[start]

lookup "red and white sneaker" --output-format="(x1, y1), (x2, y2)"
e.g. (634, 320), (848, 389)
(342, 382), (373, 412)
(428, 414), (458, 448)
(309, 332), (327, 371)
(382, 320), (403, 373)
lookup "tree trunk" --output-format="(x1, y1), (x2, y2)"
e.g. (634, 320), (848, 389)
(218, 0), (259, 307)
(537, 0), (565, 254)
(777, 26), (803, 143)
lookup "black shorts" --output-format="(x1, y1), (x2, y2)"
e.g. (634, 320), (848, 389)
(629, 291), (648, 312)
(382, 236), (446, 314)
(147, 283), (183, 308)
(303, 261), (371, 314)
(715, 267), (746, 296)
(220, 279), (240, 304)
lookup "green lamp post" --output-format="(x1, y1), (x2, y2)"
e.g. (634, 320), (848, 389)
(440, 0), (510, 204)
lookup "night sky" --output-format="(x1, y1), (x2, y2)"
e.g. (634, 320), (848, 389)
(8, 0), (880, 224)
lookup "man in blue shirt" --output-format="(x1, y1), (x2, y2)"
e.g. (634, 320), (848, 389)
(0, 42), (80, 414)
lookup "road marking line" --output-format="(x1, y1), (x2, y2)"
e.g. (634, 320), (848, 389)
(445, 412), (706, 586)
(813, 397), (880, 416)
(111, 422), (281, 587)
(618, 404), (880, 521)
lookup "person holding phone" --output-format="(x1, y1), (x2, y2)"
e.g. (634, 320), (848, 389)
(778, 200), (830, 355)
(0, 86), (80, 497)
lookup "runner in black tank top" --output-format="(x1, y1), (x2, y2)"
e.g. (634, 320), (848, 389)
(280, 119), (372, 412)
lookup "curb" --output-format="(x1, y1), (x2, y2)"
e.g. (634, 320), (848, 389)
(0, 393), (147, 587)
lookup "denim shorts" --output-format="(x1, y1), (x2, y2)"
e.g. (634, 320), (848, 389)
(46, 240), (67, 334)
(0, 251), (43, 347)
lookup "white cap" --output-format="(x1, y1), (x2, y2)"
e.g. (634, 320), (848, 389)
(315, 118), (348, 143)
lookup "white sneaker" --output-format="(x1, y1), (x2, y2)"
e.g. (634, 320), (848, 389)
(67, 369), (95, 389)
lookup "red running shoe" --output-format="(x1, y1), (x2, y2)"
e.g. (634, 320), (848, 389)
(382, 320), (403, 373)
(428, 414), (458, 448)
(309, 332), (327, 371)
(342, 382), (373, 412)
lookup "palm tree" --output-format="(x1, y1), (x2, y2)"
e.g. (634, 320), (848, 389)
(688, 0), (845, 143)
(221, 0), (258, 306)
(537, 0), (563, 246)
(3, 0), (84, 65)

[end]

WHAT IS ASKED
Transcribe every line of the listing from the start down to the line containing "(618, 404), (880, 521)", including that line.

FINAL RESULT
lookup "red and white sneaker" --output-format="(x1, y1), (x2, y2)"
e.g. (634, 320), (848, 389)
(342, 382), (373, 412)
(428, 414), (458, 448)
(309, 332), (327, 371)
(382, 320), (403, 373)
lookup "tree trunk" --output-format="(x1, y1), (x2, y2)"
e.g. (634, 320), (848, 389)
(218, 0), (259, 307)
(537, 0), (565, 254)
(777, 26), (803, 143)
lookup "black shorts" --output-format="(x1, y1), (x2, y2)"
e.g. (634, 320), (848, 389)
(629, 291), (648, 312)
(382, 236), (446, 314)
(147, 283), (183, 308)
(303, 261), (371, 314)
(715, 267), (746, 296)
(220, 279), (240, 304)
lookup "green lamp post" --output-format="(x1, y1), (x2, y2)"
e.g. (634, 320), (848, 389)
(440, 0), (510, 204)
lookup "night sky" --output-format="(x1, y1), (x2, y2)"
e.g. (634, 320), (848, 389)
(8, 0), (880, 224)
lookup "man in blue shirt" --output-format="(x1, y1), (x2, y2)"
e.g. (634, 320), (848, 389)
(0, 42), (80, 414)
lookup "road marking line" --output-format="(x1, y1), (x2, y2)"
e.g. (634, 320), (848, 389)
(445, 412), (706, 586)
(813, 397), (880, 416)
(111, 422), (281, 587)
(618, 404), (880, 521)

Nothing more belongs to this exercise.